CHALLENGE:
Turn part of the entries below into a numbered list with no blank lines. Begin at the line that has "of the blue", stop after the line that has "[(643, 288)]", and include only those lines.

SOURCE DATA:
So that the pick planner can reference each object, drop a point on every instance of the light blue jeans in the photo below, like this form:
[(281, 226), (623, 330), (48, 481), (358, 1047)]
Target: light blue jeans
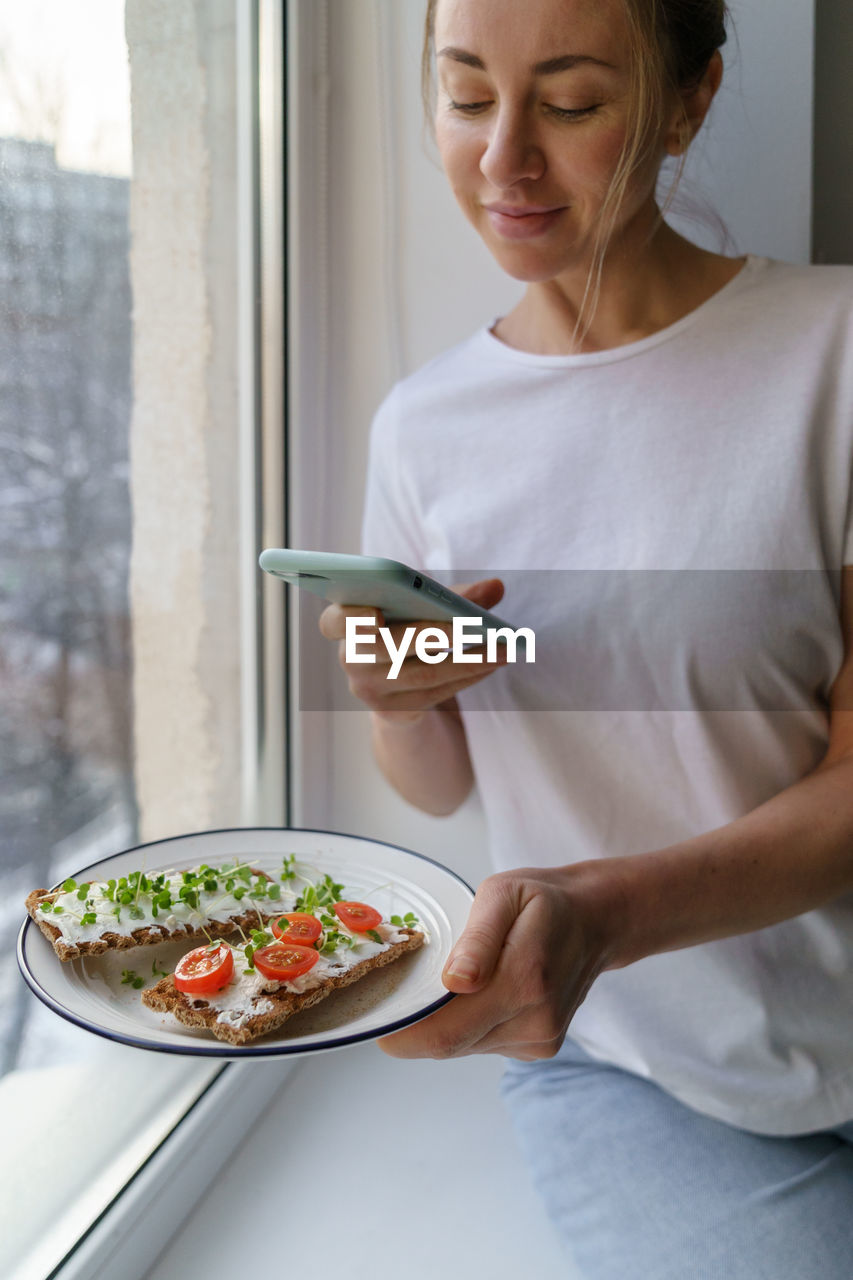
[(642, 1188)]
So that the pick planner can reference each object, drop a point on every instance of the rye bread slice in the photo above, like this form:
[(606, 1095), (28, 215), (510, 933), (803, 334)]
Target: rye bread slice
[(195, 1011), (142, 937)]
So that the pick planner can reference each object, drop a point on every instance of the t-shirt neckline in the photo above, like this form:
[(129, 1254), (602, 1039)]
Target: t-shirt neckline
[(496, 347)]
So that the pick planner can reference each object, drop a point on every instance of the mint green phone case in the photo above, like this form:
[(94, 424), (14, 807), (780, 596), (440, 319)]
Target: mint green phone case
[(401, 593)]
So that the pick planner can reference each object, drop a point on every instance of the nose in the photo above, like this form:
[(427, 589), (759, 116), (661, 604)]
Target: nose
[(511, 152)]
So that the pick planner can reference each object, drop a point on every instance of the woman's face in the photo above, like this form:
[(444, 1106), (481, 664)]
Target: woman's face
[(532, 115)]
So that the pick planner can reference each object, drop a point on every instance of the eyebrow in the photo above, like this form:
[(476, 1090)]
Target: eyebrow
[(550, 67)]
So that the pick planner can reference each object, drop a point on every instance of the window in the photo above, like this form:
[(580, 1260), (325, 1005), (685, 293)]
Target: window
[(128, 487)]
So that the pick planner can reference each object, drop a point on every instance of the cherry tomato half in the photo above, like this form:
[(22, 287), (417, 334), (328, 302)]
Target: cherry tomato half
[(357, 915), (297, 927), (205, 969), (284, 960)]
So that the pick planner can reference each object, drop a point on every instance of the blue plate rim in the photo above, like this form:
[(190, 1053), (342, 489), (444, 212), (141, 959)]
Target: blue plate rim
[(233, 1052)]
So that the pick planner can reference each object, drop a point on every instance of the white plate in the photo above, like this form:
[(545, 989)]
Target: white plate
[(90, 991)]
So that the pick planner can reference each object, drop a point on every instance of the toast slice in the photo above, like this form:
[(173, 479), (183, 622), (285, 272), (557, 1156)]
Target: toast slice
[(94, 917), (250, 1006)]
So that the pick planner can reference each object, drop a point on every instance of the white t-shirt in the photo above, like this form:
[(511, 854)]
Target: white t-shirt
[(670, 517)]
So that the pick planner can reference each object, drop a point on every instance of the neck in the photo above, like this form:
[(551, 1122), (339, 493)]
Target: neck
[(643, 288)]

--

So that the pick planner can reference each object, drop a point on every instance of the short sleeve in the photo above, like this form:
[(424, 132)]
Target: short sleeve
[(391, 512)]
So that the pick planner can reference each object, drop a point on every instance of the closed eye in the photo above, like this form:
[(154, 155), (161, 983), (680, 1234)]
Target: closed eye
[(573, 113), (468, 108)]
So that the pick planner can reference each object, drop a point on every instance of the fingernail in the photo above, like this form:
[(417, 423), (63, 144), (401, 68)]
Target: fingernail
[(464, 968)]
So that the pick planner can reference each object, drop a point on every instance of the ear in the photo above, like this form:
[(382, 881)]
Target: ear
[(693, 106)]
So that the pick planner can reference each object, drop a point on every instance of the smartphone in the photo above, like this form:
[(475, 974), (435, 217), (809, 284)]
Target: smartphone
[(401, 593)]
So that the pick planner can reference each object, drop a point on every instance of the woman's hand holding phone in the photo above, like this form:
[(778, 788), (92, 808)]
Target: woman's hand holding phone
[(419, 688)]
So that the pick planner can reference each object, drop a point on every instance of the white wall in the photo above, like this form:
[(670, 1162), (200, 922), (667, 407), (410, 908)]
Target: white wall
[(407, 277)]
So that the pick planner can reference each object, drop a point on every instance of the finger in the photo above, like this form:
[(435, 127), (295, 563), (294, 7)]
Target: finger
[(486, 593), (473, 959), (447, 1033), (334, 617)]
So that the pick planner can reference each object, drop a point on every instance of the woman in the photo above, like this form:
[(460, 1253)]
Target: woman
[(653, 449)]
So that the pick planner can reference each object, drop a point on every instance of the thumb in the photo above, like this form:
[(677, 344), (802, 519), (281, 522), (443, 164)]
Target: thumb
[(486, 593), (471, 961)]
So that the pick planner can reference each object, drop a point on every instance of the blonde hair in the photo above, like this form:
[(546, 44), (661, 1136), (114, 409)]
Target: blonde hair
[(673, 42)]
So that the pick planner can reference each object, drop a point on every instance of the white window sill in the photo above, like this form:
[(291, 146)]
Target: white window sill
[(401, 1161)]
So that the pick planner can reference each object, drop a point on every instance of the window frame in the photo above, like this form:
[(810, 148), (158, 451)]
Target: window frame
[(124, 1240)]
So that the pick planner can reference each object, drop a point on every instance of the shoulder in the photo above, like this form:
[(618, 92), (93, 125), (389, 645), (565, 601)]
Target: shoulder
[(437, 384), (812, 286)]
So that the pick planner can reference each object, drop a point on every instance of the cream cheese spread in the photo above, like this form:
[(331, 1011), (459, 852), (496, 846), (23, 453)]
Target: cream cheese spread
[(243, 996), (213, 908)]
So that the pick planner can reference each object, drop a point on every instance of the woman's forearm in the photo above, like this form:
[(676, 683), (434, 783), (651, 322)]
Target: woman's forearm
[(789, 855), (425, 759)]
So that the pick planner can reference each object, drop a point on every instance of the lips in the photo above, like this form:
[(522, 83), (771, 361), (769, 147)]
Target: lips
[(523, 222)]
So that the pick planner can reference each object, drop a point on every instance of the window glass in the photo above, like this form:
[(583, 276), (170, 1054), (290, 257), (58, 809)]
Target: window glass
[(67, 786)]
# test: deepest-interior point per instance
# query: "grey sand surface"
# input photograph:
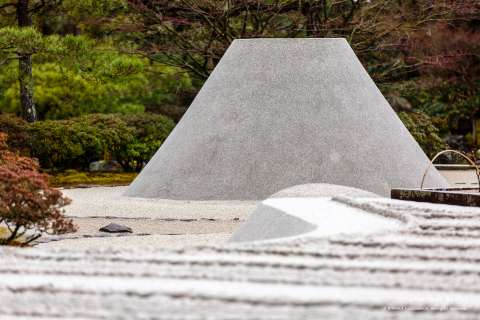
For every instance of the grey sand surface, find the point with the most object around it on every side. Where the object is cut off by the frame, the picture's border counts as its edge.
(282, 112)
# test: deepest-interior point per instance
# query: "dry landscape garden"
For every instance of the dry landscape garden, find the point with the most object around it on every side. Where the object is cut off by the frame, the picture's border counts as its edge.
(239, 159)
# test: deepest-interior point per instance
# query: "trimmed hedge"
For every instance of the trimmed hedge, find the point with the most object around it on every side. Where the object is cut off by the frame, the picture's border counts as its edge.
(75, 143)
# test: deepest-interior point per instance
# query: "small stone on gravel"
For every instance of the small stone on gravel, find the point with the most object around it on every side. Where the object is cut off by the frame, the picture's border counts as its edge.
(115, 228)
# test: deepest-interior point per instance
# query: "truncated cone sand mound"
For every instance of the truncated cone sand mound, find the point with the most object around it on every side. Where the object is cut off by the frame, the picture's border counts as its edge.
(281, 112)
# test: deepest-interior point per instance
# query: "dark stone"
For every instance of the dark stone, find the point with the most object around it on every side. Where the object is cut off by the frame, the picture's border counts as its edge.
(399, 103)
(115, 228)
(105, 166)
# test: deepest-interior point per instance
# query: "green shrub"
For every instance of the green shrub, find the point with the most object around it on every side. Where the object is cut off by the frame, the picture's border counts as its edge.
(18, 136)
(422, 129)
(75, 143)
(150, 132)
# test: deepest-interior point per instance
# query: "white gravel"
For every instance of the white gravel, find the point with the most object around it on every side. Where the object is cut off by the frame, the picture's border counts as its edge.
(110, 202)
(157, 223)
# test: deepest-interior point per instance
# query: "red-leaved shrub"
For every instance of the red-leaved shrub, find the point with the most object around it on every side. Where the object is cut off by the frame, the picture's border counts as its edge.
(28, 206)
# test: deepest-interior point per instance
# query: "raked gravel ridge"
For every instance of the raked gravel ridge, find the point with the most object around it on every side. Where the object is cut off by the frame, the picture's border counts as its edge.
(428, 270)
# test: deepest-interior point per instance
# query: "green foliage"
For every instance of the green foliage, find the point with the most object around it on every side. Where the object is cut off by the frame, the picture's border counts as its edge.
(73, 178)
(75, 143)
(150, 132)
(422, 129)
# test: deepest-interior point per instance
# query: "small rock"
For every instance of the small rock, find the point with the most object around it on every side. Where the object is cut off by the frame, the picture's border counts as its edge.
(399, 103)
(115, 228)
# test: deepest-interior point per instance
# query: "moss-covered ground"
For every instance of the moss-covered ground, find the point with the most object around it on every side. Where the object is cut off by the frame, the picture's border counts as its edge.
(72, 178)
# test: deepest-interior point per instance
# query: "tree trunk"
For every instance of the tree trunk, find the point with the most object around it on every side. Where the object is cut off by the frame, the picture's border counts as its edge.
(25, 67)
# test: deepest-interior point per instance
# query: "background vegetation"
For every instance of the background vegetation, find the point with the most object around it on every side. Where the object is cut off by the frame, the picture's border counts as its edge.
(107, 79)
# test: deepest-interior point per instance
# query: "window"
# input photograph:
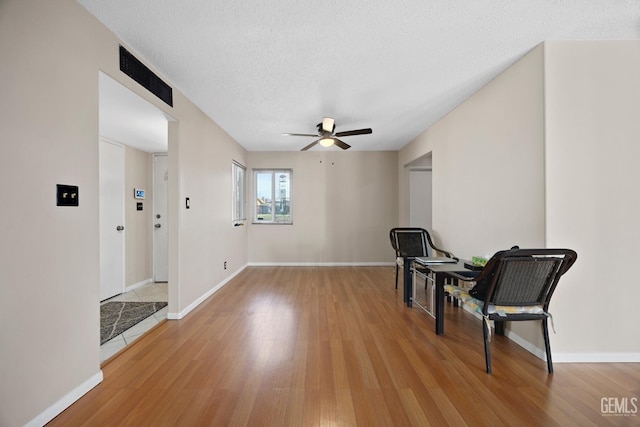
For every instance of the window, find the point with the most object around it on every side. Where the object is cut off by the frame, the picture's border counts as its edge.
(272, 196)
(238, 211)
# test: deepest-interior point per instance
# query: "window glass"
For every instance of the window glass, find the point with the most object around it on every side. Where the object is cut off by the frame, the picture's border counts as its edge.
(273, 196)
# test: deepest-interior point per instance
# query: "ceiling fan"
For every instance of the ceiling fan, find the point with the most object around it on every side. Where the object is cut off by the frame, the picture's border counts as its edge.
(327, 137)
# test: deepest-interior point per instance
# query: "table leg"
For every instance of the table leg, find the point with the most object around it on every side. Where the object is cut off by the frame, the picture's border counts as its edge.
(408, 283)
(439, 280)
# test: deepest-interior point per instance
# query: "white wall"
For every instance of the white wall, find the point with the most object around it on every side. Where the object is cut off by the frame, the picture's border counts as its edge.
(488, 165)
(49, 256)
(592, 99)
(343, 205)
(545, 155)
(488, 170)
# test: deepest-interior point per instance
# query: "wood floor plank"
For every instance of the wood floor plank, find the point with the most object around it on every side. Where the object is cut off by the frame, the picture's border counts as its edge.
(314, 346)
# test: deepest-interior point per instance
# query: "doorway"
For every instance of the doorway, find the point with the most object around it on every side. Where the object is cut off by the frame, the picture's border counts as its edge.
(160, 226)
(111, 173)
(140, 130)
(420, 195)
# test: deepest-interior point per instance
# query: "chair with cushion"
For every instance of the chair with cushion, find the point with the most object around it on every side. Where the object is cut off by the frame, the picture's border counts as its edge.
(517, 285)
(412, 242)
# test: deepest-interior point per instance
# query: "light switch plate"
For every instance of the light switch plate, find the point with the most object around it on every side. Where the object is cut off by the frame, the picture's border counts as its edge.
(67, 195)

SOLVED EXERCISE:
1. So that the pick planner can reference each object, drop a point on every instance of the blue plate rim in the photo above, like this form:
2. [(190, 1053), (342, 489), (444, 212), (141, 959)]
3. Target: blue plate rim
4. [(233, 1052)]
5. So that the pick planner can reference each object, drop a point on every instance of the white plate in the photo above, like this form:
6. [(545, 989)]
7. Target: white plate
8. [(90, 991)]
9. So that the pick planner can reference each object, drop a point on every instance of the toast slice in the photo above, like this form:
10. [(173, 479), (183, 622), (285, 272), (557, 1156)]
11. Target: toast slice
12. [(94, 917), (250, 1006)]
13. So that the pick planner can reference each object, drop a point on every instance of the white t-shirt in the photo above, like this form:
14. [(511, 854)]
15. Target: white t-shirt
16. [(670, 517)]
17. So that the pick planner can reference each object, drop a point on every instance of the neck in the photo above, like this form:
18. [(551, 1122), (339, 493)]
19. Target: neck
20. [(643, 288)]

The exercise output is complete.